> [Source passage]
· · ·

Newspaper article The Canadian Press

Canadian Screen Award Nominations Highlight 'Movement' of Upstart Filmmakers

Newspaper article The Canadian Press

Canadian Screen Award Nominations Highlight 'Movement' of Upstart Filmmakers

Article excerpt

CSA nominations highlight 'movement' of new filmmakers


TORONTO - Among the nominees for this year's Canadian Screen Awards are some upstart filmmakers who are making waves in this country and beyond.

Of the 10 films up for best picture on Sunday, several are directed by up-and-comers, including Kevan Funk for "Hello Destroyer," Chloe Leriche for "Before the Streets," Matt Johnson for "Operation Avalanche," and Johnny Ma for "Old Stone," which won best Canadian first feature at the Toronto International Film Festival.

"I think you see it in the nominations ... I think you've seen it in what's been programmed at TIFF the last couple of years ... there is a very real movement of this generation of, I think, very interesting, exciting, young Canadian filmmakers -- this new infusion of talent," says Funk, who was born in Vancouver and grew up in Banff, Alta.

· · ·

> [Data]

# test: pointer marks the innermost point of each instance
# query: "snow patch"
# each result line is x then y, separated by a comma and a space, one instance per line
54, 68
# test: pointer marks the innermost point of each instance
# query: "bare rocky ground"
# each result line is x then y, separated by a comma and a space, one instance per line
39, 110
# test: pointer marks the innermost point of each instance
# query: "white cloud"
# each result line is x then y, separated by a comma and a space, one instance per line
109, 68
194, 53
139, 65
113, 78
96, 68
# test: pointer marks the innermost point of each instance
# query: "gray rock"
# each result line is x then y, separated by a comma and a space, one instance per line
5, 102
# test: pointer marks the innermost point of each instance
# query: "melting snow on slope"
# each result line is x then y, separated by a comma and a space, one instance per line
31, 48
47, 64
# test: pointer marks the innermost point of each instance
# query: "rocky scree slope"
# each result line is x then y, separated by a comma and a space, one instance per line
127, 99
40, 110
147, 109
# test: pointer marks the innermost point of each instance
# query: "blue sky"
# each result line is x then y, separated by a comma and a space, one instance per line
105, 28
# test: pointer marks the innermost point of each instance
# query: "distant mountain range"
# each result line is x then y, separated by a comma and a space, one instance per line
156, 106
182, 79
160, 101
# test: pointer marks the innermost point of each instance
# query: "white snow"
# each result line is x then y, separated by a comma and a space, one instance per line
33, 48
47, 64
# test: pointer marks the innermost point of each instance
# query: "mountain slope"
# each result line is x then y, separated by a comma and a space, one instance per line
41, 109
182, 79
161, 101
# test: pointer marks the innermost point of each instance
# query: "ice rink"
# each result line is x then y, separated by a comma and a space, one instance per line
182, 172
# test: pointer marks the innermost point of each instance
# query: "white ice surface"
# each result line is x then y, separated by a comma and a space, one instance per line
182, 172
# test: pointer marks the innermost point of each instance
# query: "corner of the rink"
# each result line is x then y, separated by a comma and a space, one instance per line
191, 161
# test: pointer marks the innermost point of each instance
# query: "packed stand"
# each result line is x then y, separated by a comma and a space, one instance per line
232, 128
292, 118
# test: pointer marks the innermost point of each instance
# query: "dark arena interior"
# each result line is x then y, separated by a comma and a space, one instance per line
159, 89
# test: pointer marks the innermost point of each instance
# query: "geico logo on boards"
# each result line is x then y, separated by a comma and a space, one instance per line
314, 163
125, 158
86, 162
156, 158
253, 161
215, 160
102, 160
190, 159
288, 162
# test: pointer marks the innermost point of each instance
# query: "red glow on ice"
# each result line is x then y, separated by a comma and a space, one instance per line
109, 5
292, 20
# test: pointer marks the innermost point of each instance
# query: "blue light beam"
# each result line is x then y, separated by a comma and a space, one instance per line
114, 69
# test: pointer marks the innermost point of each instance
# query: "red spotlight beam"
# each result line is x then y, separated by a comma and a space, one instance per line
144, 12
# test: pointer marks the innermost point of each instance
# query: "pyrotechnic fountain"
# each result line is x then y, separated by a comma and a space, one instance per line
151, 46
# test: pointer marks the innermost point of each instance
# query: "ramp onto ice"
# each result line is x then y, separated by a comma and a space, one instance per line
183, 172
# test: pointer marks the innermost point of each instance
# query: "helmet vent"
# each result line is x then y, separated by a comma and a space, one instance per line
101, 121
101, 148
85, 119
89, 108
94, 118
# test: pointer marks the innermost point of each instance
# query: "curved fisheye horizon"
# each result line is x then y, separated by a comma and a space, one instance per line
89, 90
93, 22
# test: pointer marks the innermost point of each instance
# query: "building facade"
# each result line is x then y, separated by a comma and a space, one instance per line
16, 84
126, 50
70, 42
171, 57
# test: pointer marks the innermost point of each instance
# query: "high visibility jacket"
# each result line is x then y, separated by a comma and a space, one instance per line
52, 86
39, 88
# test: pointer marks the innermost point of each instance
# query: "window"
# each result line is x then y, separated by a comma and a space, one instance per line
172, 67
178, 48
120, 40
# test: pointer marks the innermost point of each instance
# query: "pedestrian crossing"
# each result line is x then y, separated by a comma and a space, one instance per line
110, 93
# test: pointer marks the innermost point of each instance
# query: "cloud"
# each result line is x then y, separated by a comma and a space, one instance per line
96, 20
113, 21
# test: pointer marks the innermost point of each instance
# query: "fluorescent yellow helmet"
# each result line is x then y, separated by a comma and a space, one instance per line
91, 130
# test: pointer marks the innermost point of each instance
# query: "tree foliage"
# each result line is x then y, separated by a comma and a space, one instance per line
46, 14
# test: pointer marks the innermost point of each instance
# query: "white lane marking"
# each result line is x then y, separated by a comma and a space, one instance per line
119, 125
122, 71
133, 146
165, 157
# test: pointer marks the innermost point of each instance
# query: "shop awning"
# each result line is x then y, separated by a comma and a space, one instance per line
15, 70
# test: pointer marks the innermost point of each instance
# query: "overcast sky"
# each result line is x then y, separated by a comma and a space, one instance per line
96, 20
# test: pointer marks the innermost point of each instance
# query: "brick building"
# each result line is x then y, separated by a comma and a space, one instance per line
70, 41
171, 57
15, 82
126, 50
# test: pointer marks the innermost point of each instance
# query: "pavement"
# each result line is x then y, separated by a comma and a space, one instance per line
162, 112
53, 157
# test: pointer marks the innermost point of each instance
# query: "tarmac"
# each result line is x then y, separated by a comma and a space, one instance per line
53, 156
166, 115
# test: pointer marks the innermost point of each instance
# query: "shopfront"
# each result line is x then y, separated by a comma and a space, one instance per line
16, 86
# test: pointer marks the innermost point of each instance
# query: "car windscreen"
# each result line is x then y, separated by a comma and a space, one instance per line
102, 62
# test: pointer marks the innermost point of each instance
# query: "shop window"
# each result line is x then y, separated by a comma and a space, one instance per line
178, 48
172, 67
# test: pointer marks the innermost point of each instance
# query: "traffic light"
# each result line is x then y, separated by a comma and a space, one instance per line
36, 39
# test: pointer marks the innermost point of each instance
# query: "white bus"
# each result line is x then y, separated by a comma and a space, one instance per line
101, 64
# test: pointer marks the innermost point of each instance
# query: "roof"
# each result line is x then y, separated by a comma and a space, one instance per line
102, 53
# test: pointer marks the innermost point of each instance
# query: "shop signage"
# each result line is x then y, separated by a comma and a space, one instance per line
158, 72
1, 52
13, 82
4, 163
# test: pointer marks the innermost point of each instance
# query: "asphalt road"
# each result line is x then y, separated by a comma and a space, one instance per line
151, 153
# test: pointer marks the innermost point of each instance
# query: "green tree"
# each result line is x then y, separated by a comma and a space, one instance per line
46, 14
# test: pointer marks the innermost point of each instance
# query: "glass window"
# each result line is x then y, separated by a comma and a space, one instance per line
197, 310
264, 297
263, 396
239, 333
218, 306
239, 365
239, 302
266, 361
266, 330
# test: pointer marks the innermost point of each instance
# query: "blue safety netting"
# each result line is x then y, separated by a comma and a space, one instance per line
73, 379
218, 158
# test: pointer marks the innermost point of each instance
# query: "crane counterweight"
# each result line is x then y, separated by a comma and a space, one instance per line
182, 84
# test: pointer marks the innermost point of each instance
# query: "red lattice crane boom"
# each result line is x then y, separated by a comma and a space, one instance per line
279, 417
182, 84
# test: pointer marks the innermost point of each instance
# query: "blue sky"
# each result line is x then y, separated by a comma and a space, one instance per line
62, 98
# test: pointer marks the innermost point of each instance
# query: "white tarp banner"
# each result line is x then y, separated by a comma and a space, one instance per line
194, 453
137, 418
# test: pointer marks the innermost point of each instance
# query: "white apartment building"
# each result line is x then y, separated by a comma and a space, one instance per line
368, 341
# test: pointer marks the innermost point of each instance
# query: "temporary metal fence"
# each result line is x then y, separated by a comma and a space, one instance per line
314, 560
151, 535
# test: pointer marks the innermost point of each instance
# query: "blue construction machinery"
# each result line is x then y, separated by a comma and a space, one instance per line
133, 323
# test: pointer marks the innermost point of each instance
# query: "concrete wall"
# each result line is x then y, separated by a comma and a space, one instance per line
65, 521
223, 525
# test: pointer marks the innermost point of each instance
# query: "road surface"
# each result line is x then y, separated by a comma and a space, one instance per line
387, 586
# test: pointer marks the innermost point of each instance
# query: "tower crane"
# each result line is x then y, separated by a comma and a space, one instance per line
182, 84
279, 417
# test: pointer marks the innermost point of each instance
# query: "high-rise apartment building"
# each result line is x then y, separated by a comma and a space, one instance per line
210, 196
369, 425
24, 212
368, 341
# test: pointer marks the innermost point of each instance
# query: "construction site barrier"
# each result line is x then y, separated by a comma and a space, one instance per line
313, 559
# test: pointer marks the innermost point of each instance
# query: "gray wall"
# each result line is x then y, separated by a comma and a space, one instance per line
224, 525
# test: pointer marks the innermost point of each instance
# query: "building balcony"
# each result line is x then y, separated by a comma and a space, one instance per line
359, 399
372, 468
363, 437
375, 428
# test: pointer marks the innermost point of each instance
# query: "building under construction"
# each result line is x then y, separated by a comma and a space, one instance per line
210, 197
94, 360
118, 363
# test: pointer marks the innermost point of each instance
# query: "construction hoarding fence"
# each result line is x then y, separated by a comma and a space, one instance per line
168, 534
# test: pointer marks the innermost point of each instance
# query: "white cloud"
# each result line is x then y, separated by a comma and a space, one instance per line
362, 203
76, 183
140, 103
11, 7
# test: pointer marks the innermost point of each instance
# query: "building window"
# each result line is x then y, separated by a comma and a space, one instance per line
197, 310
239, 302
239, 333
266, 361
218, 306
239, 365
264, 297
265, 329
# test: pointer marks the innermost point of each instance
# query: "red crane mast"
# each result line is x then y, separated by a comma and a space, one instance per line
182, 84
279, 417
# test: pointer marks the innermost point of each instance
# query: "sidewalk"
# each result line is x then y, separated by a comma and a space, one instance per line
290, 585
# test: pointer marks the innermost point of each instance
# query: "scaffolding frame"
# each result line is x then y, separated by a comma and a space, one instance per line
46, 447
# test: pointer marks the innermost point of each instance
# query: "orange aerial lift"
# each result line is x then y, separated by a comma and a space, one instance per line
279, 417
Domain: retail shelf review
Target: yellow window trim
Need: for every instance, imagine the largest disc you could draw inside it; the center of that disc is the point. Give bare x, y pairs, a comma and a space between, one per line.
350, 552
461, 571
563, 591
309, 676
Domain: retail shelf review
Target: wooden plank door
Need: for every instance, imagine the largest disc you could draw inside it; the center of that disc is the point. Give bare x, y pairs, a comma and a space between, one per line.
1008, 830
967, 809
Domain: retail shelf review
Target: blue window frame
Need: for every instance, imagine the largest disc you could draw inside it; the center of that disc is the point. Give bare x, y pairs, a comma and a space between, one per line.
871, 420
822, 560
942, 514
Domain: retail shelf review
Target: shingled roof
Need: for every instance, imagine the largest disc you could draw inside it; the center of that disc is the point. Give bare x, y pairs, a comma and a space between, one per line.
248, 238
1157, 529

· · ·

> [Things to do]
a. List every up-and-coming director the Canadian Screen Awards article names among the best picture nominees.
b. According to the Canadian Screen Awards article, what did "Old Stone" win at the Toronto International Film Festival?
c. Write the next part of the Canadian Screen Awards article, beginning after its final sentence.
The material is not required for this work.

> [Answers for this exercise]
a. Kevan Funk, Chloe Leriche, Matt Johnson, Johnny Ma

b. Best Canadian first feature.

c.
"That's a really exciting thing to be a part of."

Those filmmakers are up against titles by more established names including Bruce McDonald for "Weirdos," Zacharias Kunuk for "Searchers," and Xavier Dolan for "It's Only the End of the World," which got a leading nine Canadian Screen Award film nominations. The film also won three Cesar Awards -- which are often nicknamed the "French Oscars" -- including a best director nod for Dolan, the best editing prize, and best actor for Gaspard Ulliel.

The list of best picture nominees is rounded out by Louis Belanger's "Bad Seeds," Stephen Hopkins's "Race," and "Those Who Make Revolution Halfway Only Dig Their Own Graves" by Mathieu Denis and Simon Lavoie.

Funk, who also wrote "Hello Destroyer," about a young hockey player's downward spiral after on-ice violence, says the new crop of film talent in this country -- which also includes several others who are not nominated for Canadian Screen Awards -- is diverse.

"It's not a movement as in a stylistic movement, like mumblecore where there's a cool thing to do in Toronto and everyone is doing that," he says.

"There's a pretty broad diversity of interests, style and scope to all those things."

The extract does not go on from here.